STATED EXERCISE A: In the records, retype the lines from the line with "search: glass-walled floor" to the line with "137,393 -> 625,432", both included, character for character.

·····

How Christmas dinner changes depending where you are in Italy

What do Italians eat for Christmas dinner? As with so many things in this country, there are big regional differences.

How Christmas dinner changes depending where you are in Italy
Italian antipasti. Photo: DepositPhotos

You might know that each of Italy's 20 regions has its own culinary specialties and traditions. And at Christmas, this is no different.

READ ALSO: Six quirky Italian Christmas traditions you should know about

While many people in countries such as the US and UK will traditionally have turkey (or possibly some other kind of roasted meat) with all the trimmings, things are a lot more varied in Italy, and the Christmas meal you'll eat depends on the region (as well as province, town, and family) you're visiting over the holidays.

With the help of The Local's readers in Italy, we took a closer look at typical menus for Christmas dinner across the country.

The feast of the (many) fishes

On Christmas eve, or La Vigilia di Natale, many people in overwhelmingly Catholic Italy will avoid meat, feasting on fish and seafood instead.

The menu on the evening of December 24th will often feature baccalà (salted cod), oysters, clams and king prawns. White wine, particularly bollicine, or sparkling wines, are a popular accompaniment.

Eels are often in pride of place on Christmas eve tables, especially in southern Italy and along the Adriatic coast. They must be as fresh as possible, which is why you'll often see tanks of live eels wriggling in fishmongers' windows or on market stalls at this time of year.

Freshly caught eels for sale. Photo: Stefano Mortellaro/Flickr

You might have heard this meal referred to as the “feast of the seven fishes”. This is thought to be an American-Italian adaptation of old traditions. In Italy you're unlikely to hear it called that – and seven plates won't be enough. Traditions vary, but many families insist that thirteen diishes is traditional, while others are satisifed with nine.

Either way, there's going to be plenty of food. But make sure you save space for lunch the next day.

Il Cenone: “the big dinner”

When they call the meal on December 25th il cenone, Italians aren't joking – it's huge, and you can expect to be sat at the table for three or four hours. Possibly even longer, especially in the south.

This is one occasion when you'll have all the courses, from antipasti to dolce, and of course a digestivo and/or caffe.

Stocking up on panettone ahead of Christmas day. Photo: AFP

But what can you expect to see on the table?

While some countries associate lamb with Easter, here in Italy it's a popular Christmas dish, usually roasted and served as a secondo (second course) with potatoes.

·····

STATED EXERCISE B:
Answer these about the piece on Italian Christmas dinners:
(i) What is baccalà?
(ii) How long can diners expect to sit at the table for il cenone?
(iii) What is lamb usually served with as a secondo?

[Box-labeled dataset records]

·····

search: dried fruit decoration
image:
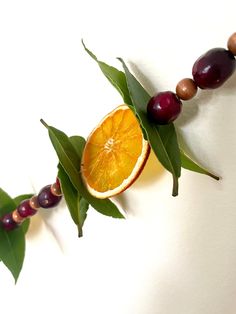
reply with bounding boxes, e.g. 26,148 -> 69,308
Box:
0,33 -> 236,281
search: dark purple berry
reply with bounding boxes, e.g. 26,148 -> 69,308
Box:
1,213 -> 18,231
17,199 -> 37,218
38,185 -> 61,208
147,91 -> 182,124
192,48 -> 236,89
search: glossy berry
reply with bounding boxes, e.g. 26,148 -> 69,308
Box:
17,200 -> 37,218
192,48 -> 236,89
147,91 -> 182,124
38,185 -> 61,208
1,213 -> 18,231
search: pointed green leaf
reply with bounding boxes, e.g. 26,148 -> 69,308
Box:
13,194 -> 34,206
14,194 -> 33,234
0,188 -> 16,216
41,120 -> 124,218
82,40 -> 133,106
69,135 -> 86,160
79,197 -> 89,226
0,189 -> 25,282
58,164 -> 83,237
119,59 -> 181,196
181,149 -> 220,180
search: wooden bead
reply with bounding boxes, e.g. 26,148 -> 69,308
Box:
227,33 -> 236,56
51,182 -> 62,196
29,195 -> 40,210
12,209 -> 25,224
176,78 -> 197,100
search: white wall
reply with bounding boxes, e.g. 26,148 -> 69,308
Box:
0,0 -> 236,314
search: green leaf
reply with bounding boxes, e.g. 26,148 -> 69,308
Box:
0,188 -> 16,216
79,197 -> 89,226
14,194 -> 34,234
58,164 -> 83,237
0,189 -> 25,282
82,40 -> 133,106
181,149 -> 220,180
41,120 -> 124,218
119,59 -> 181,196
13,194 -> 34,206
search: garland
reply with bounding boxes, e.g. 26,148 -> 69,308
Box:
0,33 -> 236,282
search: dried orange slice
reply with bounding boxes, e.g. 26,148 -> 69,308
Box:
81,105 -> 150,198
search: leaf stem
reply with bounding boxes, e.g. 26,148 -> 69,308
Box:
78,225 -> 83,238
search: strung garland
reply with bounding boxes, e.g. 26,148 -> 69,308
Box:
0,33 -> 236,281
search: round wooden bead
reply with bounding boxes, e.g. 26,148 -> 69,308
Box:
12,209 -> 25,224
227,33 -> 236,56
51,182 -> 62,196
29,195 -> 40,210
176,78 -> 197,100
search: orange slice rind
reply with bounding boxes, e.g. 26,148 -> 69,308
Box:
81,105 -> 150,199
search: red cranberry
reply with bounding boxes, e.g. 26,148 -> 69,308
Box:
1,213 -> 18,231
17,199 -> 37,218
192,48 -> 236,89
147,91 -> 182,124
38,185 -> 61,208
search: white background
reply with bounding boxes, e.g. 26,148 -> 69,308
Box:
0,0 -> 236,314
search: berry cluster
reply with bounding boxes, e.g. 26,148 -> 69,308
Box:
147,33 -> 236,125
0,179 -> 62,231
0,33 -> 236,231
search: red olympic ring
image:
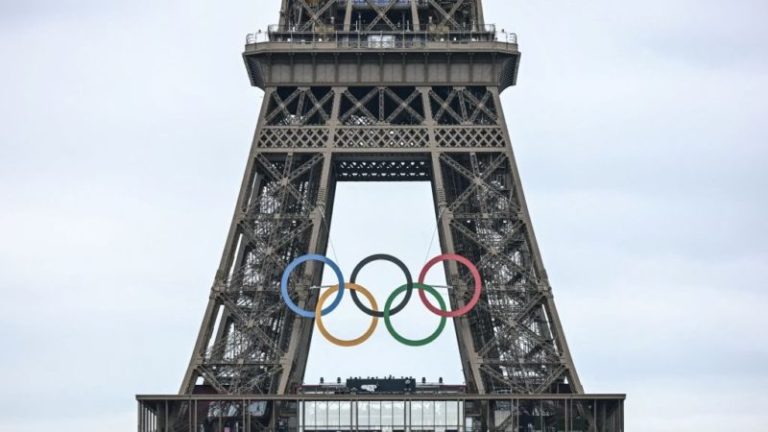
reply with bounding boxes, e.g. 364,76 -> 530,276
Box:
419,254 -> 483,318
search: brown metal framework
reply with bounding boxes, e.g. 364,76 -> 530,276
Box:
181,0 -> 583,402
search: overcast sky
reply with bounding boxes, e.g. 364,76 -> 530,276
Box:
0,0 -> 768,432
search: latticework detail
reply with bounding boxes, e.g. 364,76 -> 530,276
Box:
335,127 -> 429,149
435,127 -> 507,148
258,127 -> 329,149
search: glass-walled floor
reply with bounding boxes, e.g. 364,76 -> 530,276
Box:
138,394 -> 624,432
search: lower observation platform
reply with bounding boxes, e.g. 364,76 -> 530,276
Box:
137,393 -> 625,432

·····

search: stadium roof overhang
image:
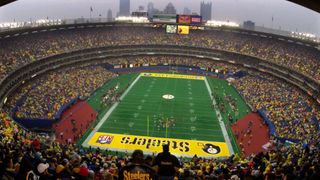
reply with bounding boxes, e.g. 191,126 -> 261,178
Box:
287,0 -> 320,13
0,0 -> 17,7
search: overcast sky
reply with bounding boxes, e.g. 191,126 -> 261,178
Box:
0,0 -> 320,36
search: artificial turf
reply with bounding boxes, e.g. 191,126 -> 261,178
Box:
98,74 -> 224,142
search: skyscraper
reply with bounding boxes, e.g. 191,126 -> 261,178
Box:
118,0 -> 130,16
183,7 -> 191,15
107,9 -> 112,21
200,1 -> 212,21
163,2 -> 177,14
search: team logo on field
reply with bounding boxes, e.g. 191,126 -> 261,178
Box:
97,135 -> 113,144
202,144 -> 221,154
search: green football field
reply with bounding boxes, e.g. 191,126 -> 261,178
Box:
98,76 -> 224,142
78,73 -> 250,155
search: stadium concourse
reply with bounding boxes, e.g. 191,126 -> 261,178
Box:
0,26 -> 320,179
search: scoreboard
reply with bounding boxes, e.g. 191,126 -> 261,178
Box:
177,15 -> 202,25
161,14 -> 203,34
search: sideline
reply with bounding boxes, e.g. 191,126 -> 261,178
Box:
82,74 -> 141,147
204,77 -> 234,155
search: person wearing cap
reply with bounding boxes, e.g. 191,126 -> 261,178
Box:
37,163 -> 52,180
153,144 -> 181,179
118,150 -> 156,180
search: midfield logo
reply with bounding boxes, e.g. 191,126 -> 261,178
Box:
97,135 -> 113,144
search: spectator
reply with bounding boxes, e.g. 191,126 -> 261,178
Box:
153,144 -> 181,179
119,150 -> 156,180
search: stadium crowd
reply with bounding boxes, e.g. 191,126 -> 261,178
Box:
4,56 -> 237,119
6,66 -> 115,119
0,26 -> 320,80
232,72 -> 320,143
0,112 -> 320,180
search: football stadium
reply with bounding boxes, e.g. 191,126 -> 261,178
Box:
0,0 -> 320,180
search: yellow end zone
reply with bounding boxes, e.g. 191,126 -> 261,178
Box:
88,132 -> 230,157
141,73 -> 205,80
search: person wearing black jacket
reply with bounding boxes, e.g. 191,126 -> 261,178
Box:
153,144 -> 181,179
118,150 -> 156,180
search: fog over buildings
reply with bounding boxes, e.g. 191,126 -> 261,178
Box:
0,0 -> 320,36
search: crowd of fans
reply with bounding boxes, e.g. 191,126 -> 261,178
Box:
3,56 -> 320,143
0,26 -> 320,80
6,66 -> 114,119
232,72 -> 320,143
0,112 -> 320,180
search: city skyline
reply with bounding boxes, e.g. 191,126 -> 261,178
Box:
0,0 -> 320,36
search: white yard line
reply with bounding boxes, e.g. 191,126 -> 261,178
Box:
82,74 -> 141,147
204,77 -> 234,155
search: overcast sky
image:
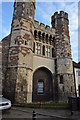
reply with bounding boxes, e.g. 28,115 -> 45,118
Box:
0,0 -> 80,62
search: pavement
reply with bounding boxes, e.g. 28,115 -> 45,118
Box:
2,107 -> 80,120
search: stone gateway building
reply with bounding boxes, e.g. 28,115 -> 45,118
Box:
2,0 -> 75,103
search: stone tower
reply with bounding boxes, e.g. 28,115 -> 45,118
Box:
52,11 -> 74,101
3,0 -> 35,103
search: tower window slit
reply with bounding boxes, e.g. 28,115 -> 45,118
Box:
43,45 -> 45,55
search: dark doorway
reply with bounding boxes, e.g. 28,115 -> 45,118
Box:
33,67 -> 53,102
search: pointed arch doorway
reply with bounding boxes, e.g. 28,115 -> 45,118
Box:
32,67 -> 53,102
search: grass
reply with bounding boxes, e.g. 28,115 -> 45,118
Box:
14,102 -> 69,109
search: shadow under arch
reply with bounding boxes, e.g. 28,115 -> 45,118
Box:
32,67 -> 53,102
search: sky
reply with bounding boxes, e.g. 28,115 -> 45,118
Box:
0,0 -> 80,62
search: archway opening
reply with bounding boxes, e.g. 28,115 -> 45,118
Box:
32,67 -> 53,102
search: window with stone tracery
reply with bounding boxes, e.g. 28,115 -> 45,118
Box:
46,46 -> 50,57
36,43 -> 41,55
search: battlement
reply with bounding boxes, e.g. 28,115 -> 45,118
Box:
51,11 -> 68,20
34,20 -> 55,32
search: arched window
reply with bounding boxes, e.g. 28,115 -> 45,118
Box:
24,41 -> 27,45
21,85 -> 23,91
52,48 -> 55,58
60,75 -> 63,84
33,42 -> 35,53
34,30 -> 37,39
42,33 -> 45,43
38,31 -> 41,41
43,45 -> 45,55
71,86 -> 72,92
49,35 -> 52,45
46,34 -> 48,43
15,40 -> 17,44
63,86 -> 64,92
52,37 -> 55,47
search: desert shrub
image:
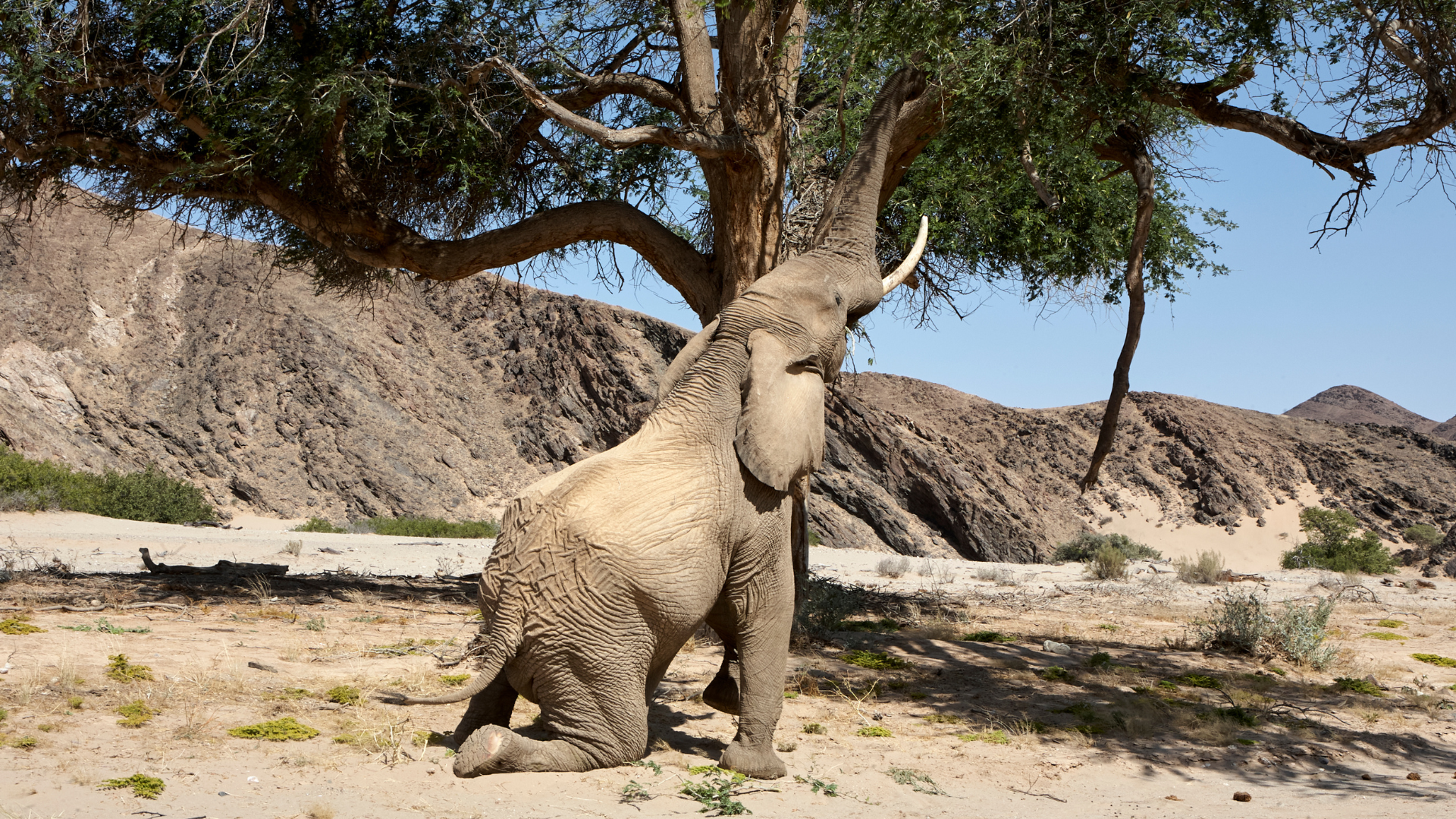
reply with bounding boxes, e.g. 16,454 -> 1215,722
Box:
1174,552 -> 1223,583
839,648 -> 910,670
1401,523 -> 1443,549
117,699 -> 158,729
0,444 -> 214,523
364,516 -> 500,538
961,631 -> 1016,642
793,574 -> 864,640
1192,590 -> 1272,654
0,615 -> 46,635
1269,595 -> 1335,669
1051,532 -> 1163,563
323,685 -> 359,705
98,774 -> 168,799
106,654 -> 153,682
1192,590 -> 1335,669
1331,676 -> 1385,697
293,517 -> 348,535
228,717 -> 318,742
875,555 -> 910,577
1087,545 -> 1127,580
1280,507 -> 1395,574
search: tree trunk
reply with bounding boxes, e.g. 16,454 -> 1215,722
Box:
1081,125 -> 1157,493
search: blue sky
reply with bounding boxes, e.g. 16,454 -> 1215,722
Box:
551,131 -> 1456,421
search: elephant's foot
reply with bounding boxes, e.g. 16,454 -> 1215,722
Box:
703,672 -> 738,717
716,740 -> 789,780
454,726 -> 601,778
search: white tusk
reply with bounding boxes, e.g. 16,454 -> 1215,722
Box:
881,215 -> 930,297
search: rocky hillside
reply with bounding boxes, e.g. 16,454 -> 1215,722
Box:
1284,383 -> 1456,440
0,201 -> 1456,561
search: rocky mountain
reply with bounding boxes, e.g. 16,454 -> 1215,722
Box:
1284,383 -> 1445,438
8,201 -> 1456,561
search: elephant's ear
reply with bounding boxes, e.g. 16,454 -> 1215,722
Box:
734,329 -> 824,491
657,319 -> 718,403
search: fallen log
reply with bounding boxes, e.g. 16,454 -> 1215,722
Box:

·····

WRITTEN ANSWER A:
search: glass-walled floor
reply with bounding boxes, e.g. 364,76 -> 530,276
Box:
138,394 -> 624,432
search: lower observation platform
reply with bounding boxes, e.g. 364,76 -> 530,276
Box:
137,393 -> 625,432

WRITTEN ANSWER B:
(i) Salted cod.
(ii) Three or four hours, possibly even longer.
(iii) Potatoes.